- TEKS BACAAN -
Selasa, 07 Maret 2023 16:35

Perspektif Sosial Soal Mantan Napi Boleh Maju Caleg Setelah 5 Tahun

Perspektif Sosial Soal Mantan Napi Boleh Maju Caleg Setelah 5 Tahun

MK memutuskan mantan narapidana yang ingin maju sebagai caleg harus menunggu 5 tahun setelah keluar penjara. Ada pandangan yang menilai aturan ini diskriminatif terhadap mantan napi, tetapi juga ada yang setuju karena menekankan pentingnya memiliki track record moral yang baik untuk menjadi caleg.

Marselius Gusti Palumpun
Magister Ilmu Politik Universitas Hasanuddin
Editor : Administrator

November 2022 Mahkamah Konstitusi (MK) memutuskan sebuah regulasi baru bagi mantan narapidana yang hendak maju menjadi calon anggota legislatif. Mantan napi yang ingin maju caleg harus menunggu 5 tahun setelah keluar penjara.

Dari berbagai persepktif, aturan ini cukup mengejutkan. Pertama, tenggat waktu jeda pencalegan seorang mantan napi dianggap terlalu panjang. 5 tahun. Namun dari perspektif lain regulasi ini dianggap telah memenuhi rasa keadilan.

Dengan aturan ini, ada spirit psikologis yang hendak dibangun. Yakni bahwa caleg bukanlah kelompok sekadar terpilih karena memenangi suara rakyat. Tetapi juga harus dipayungi spirit moral.

Putusan soal larangan mantan napi maju caleg sebelum 5 tahun diambil dalam sidang yang digelar pada November 2022 dengan nomor 87/PUU-XX/2022 atas gugatan seorang warga Tambun Utara, Bekasi, Leonardo Siahaan, atas Pasal 240 ayat (1) huruf g pada Undang-undang Nomor 7 Tahun 2017 tentang Pemilu pada 8 September 2022.

- ENTRI DATA -
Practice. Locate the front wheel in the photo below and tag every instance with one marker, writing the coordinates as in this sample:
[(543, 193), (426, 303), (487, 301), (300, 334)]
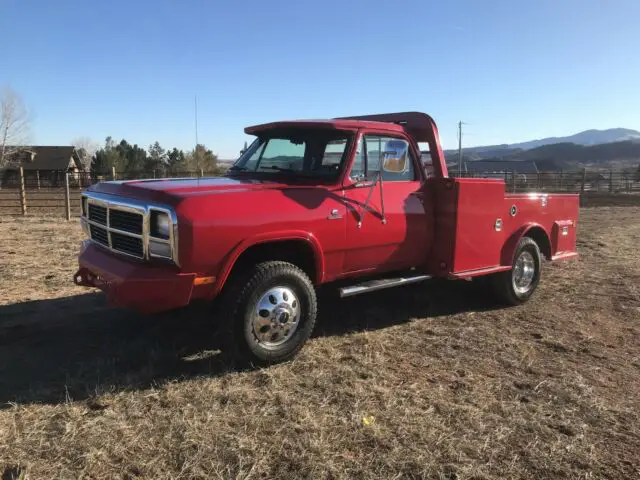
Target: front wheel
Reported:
[(517, 285), (271, 313)]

- TUGAS YANG DIBERIKAN -
Menurut teks bacaan tentang mantan napi yang maju sebagai caleg, berapa nomor putusan MK yang memuat larangan itu?

- LATIHAN SELESAI -
Nomor 87/PUU-XX/2022.